Extracto original:
▼

Hace poco afirmaba que Joy, uno de sus últimos proyectos, era feminista porque…
Trata de una mujer que se centra en su carrera. En la mayoría de las películas siempre aparece un príncipe azul que la ayuda… Aquí no. Es moderna.
¿Y no le parece increíble que lo sea en el siglo XXI?
Hace 80 años, cuando nació Lancôme, no podíamos votar. Ni ser propietarias; lo eran nuestros hermanos, padres o maridos. No podíamos divorciarnos ni existía policía especializada en violaciones. En caso de abuso, nos decían: «Lleva minifalda». Hemos demostrado que podemos ser presidentas, abogadas, cirujanas. Pero la responsabilidad del hogar recae sobre nosotras. Mi hija adora su carrera, aunque teme que ser madre la ponga en riesgo. Yo la ayudaré con los niños. Pero esta situación debe cambiar. El mayor desafío de nuestra época es conseguir conciliar profesión y maternidad.
Otro reto: que las actrices de 60 años no dejen de ser protagonistas.

▲

Qué harás:
(1) Resume en forma de lista el párrafo de la entrevista que comienza con «Hace 80 años, cuando nació Lancôme», conservando sus datos principales.
(2) Reproduce literalmente el pasaje de la entrevista que empieza en las palabras «Hace poco afirmaba» y termina tras «profesión y maternidad.».

[Datos anotados de localización en fotografías]
▼

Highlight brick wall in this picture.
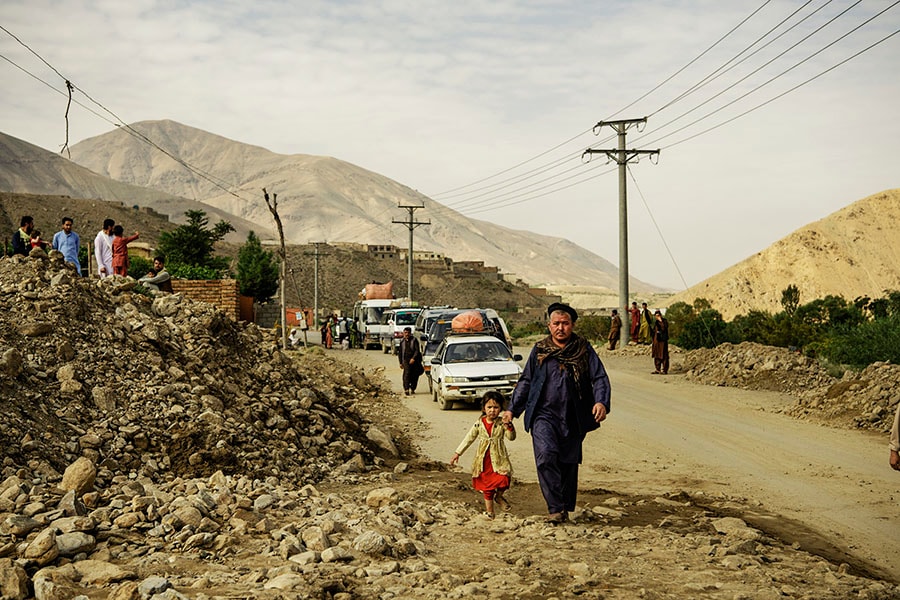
[172,279,241,321]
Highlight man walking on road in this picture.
[397,327,424,396]
[890,404,900,471]
[503,302,610,523]
[52,217,81,277]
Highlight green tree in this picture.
[159,210,234,279]
[237,231,278,302]
[781,283,800,317]
[666,308,735,350]
[666,302,697,340]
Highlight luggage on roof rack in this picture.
[450,310,484,333]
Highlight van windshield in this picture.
[394,312,419,325]
[365,306,385,325]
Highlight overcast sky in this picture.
[0,0,900,289]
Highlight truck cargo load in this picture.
[450,310,484,333]
[365,281,394,300]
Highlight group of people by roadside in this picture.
[12,215,172,292]
[607,302,669,375]
[319,314,360,350]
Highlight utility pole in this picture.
[581,117,659,346]
[393,204,431,300]
[263,188,288,350]
[303,242,328,330]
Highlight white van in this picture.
[353,298,394,350]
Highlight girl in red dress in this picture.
[450,392,516,519]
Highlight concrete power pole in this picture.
[582,117,659,346]
[263,188,288,350]
[393,204,431,300]
[303,242,328,330]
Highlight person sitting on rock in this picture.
[113,225,140,277]
[138,256,172,294]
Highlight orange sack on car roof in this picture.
[450,310,484,333]
[366,281,394,300]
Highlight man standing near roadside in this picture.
[94,219,116,279]
[607,308,622,350]
[503,302,610,523]
[650,309,669,375]
[52,217,81,277]
[13,215,34,256]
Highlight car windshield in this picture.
[366,306,384,325]
[444,342,512,363]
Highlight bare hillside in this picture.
[72,121,657,291]
[668,189,900,319]
[0,133,272,241]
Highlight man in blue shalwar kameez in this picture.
[503,302,610,523]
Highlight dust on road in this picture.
[337,348,900,581]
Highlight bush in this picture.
[128,256,153,279]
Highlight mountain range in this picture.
[0,120,900,318]
[59,121,659,293]
[667,189,900,320]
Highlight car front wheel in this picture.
[435,388,453,410]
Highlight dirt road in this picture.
[339,348,900,581]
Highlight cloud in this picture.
[0,0,900,287]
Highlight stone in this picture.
[300,525,331,552]
[56,531,97,556]
[0,558,29,600]
[366,425,400,458]
[60,456,97,496]
[22,528,59,566]
[91,385,116,412]
[0,348,23,379]
[366,487,400,508]
[353,530,388,554]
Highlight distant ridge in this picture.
[667,189,900,319]
[0,133,272,242]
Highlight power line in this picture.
[648,0,832,117]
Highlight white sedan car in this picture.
[431,334,522,410]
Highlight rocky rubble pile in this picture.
[785,362,900,431]
[0,249,395,487]
[0,463,900,600]
[683,342,900,431]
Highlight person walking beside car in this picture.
[638,302,653,344]
[650,309,669,375]
[450,392,516,519]
[94,219,116,279]
[503,302,611,523]
[889,404,900,471]
[607,308,622,350]
[625,302,641,344]
[113,225,141,277]
[397,327,425,396]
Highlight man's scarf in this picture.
[535,333,589,386]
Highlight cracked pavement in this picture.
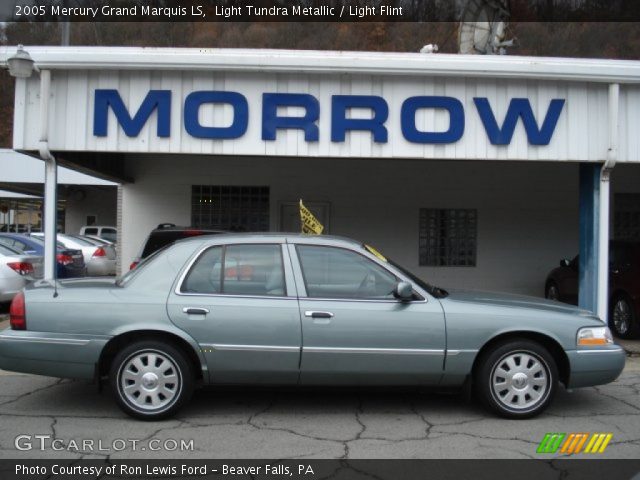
[0,357,640,460]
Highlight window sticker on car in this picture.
[364,244,387,262]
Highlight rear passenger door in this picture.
[168,243,302,384]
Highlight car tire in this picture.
[109,340,195,420]
[544,281,560,302]
[474,339,558,419]
[609,293,640,339]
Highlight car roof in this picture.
[176,232,362,247]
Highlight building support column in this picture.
[578,163,602,313]
[578,83,620,322]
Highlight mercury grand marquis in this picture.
[0,234,625,419]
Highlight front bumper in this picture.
[0,329,110,379]
[567,345,627,388]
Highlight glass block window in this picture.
[419,208,478,267]
[613,193,640,241]
[191,185,269,232]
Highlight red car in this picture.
[544,241,640,338]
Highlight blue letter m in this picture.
[473,98,564,145]
[93,90,171,137]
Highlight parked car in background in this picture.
[129,223,227,270]
[69,235,118,264]
[31,233,116,277]
[0,233,87,278]
[0,234,626,420]
[545,241,640,338]
[0,244,43,302]
[80,225,118,243]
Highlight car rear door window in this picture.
[181,244,286,296]
[297,245,398,299]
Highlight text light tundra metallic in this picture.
[0,234,625,419]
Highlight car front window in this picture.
[296,245,398,299]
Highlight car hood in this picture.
[442,290,594,317]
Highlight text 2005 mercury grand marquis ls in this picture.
[0,234,625,419]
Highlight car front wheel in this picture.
[474,339,558,419]
[109,341,194,420]
[609,294,640,339]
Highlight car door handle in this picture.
[182,307,209,315]
[304,310,333,318]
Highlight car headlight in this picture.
[577,327,613,347]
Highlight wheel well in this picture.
[471,332,570,385]
[97,330,202,379]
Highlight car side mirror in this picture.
[393,282,413,301]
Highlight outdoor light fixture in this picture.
[7,45,38,78]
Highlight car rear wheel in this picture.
[474,339,558,419]
[609,294,640,338]
[109,341,195,420]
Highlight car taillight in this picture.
[7,262,33,275]
[9,292,27,330]
[56,253,73,265]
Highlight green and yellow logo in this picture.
[537,433,613,455]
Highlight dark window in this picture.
[297,245,398,299]
[181,245,286,296]
[191,185,269,232]
[419,208,478,267]
[613,193,640,241]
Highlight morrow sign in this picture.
[93,89,565,145]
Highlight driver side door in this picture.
[289,244,446,385]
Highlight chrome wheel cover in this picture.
[118,350,182,413]
[613,298,631,335]
[489,352,550,412]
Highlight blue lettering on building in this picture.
[93,90,171,137]
[400,97,464,143]
[331,95,389,143]
[93,89,565,145]
[262,93,320,142]
[184,90,249,139]
[473,98,564,145]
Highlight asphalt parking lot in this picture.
[0,314,640,459]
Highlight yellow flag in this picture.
[300,200,324,235]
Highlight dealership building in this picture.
[0,47,640,320]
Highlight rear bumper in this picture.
[567,345,626,388]
[0,329,110,379]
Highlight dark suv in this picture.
[545,241,640,338]
[129,223,227,270]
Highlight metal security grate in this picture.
[419,208,478,267]
[613,193,640,241]
[191,185,269,232]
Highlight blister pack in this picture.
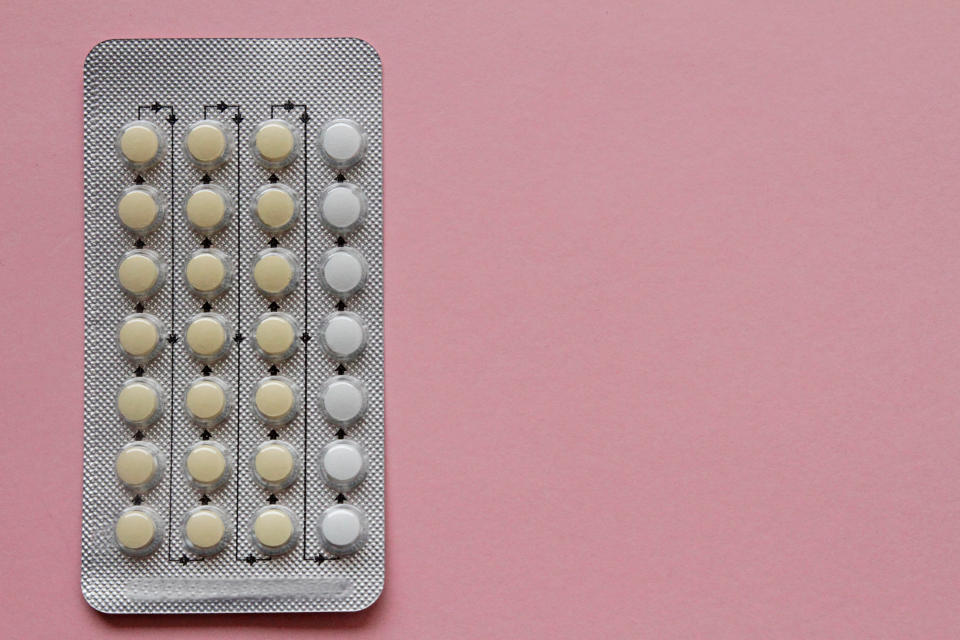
[81,38,384,613]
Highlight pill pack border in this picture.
[81,38,385,613]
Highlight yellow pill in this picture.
[187,121,227,165]
[117,188,160,233]
[186,187,227,233]
[253,250,296,296]
[253,508,293,547]
[187,444,227,486]
[117,251,161,297]
[117,378,160,425]
[187,314,230,360]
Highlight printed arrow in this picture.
[243,553,273,564]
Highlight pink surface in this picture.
[0,0,960,638]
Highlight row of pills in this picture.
[115,504,368,556]
[116,118,367,170]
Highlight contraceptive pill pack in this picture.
[81,38,384,613]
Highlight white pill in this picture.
[253,376,300,424]
[117,378,163,427]
[252,506,299,556]
[250,120,300,168]
[183,120,232,169]
[114,506,163,556]
[320,376,367,426]
[320,438,367,491]
[319,118,367,169]
[252,440,300,491]
[117,120,165,169]
[319,247,367,299]
[318,504,367,555]
[117,249,167,299]
[184,184,234,233]
[117,185,163,236]
[320,311,367,361]
[253,249,300,299]
[184,440,230,490]
[320,182,367,233]
[183,506,228,556]
[115,442,163,491]
[117,313,166,362]
[250,184,300,234]
[183,249,233,299]
[184,313,230,362]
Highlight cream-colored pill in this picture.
[253,442,296,485]
[186,188,227,232]
[253,251,296,296]
[254,120,295,163]
[187,314,229,359]
[116,445,159,487]
[117,252,160,296]
[187,444,227,485]
[255,187,297,231]
[253,509,293,547]
[187,122,227,164]
[254,377,297,422]
[120,123,160,165]
[184,378,227,422]
[117,315,162,359]
[117,189,160,233]
[185,251,228,294]
[117,378,160,424]
[254,313,296,358]
[115,508,157,551]
[184,508,226,549]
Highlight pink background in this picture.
[0,0,960,639]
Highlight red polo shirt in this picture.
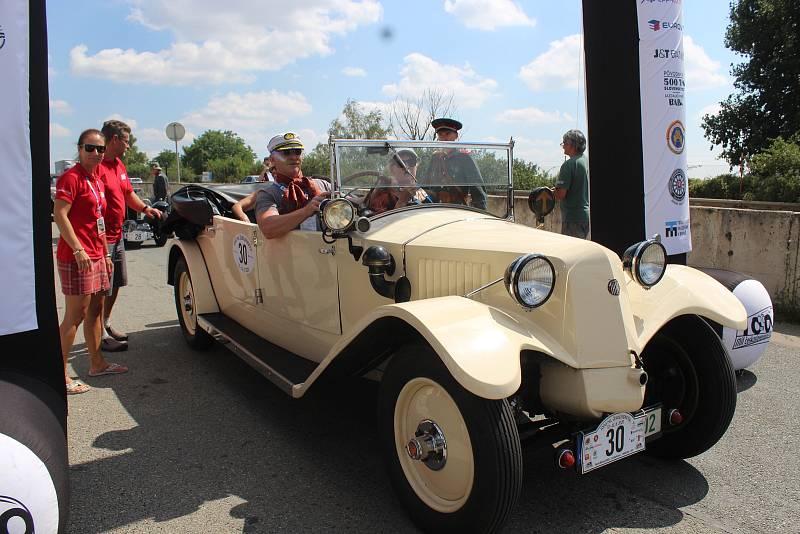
[55,163,107,261]
[98,158,133,245]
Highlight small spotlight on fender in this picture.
[669,409,683,426]
[556,449,575,469]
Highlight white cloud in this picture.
[342,67,367,77]
[50,100,72,115]
[382,52,497,108]
[180,90,317,152]
[519,34,583,91]
[444,0,536,30]
[495,107,575,123]
[694,102,722,123]
[683,35,730,90]
[50,122,72,137]
[70,0,382,85]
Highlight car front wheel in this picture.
[173,258,214,349]
[378,346,522,532]
[642,316,736,459]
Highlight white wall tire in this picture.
[378,345,522,532]
[173,257,214,349]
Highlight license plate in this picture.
[125,230,148,241]
[576,407,661,474]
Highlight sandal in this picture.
[67,380,92,395]
[89,363,128,376]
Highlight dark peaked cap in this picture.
[431,117,463,132]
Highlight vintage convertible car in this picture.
[167,140,747,532]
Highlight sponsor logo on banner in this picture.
[733,306,772,350]
[0,495,36,533]
[653,48,683,59]
[668,169,686,204]
[664,219,689,238]
[647,19,683,32]
[664,70,686,106]
[667,121,686,154]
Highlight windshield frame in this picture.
[328,138,514,221]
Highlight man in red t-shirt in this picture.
[100,120,161,352]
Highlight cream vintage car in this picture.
[168,140,747,532]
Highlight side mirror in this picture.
[528,187,556,224]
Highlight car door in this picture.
[256,230,342,337]
[203,216,260,320]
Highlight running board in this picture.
[197,313,318,398]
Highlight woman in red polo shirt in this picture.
[53,130,128,395]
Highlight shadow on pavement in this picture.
[736,369,758,393]
[65,323,708,533]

▲

Respuestas:
(1)
- Hace 80 años, cuando nació Lancôme, las mujeres no podían votar, ser propietarias ni divorciarse, y no existía policía especializada en violaciones. Ante un abuso, se les decía «Lleva minifalda».
- Han demostrado que pueden ser presidentas, abogadas y cirujanas, pero la responsabilidad del hogar sigue recayendo sobre ellas.
- La hija de quien habla adora su carrera, pero teme que ser madre la ponga en riesgo. Contará con ayuda con los niños.
- Esa situación debe cambiar. El mayor desafío de la época es conciliar profesión y maternidad.

(2)
Hace poco afirmaba que Joy, uno de sus últimos proyectos, era feminista porque…
Trata de una mujer que se centra en su carrera. En la mayoría de las películas siempre aparece un príncipe azul que la ayuda… Aquí no. Es moderna.
¿Y no le parece increíble que lo sea en el siglo XXI?
Hace 80 años, cuando nació Lancôme, no podíamos votar. Ni ser propietarias; lo eran nuestros hermanos, padres o maridos. No podíamos divorciarnos ni existía policía especializada en violaciones. En caso de abuso, nos decían: «Lleva minifalda». Hemos demostrado que podemos ser presidentas, abogadas, cirujanas. Pero la responsabilidad del hogar recae sobre nosotras. Mi hija adora su carrera, aunque teme que ser madre la ponga en riesgo. Yo la ayudaré con los niños. Pero esta situación debe cambiar. El mayor desafío de nuestra época es conseguir conciliar profesión y maternidad.